Responda às perguntas seguintes sobre o excerto da página a respeito dos zombies:
(a) De que gostam de se alimentar os mortos-vivos descritos no excerto?
(b) Com que arma a "malta mais hardcore" se imagina a rebentar uma cabeça ou duas?
(c) De quanto em quanto tempo seria dado o "copinho de comprimidos"?

> Excerto da página:
- - - - -

Wednesday, April 18, 2012

A tarde dos mortos-vivos

Há uma certa atracção mórbida e inexplicável pelos chamados zombies, os mortos vivos a cair aos pedaços que gostam de papar cérebros e povoam filmes e séries. Quando digo "há", claro que não me refiro às pessoas em geral, refiro-me apenas àquelas que apreciam coisas fixes.

Ora bem, eu também gosto deste universo macabro de um ponto de vista ficcional, claro. Há malta mais hardcore que chega a imaginar-se num qualquer mundo pós-apocalíptico provocado por um holocausto zombie, preparados para rebentar com uma cabeça ou duas à base de caçadeira. Mas para essas pessoas há uma ala especial no Júlio de Matos e um copinho de comprimidos a cada duas horas.

- - - - -

> Listagem apresentada:
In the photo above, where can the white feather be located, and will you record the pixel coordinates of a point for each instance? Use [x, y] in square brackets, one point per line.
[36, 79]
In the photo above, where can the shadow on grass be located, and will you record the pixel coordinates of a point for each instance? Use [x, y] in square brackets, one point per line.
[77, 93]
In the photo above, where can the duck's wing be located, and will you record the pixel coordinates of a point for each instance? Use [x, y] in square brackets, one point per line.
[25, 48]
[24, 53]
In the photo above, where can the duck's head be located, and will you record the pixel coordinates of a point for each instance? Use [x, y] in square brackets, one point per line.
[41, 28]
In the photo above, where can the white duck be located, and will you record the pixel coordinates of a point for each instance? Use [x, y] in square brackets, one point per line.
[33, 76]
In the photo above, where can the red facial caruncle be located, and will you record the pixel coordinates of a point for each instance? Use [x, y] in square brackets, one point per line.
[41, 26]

- - - - -

> Resposta escrita:
(a) Gostam de comer cérebros.
(b) Com uma caçadeira.
(c) A cada duas horas.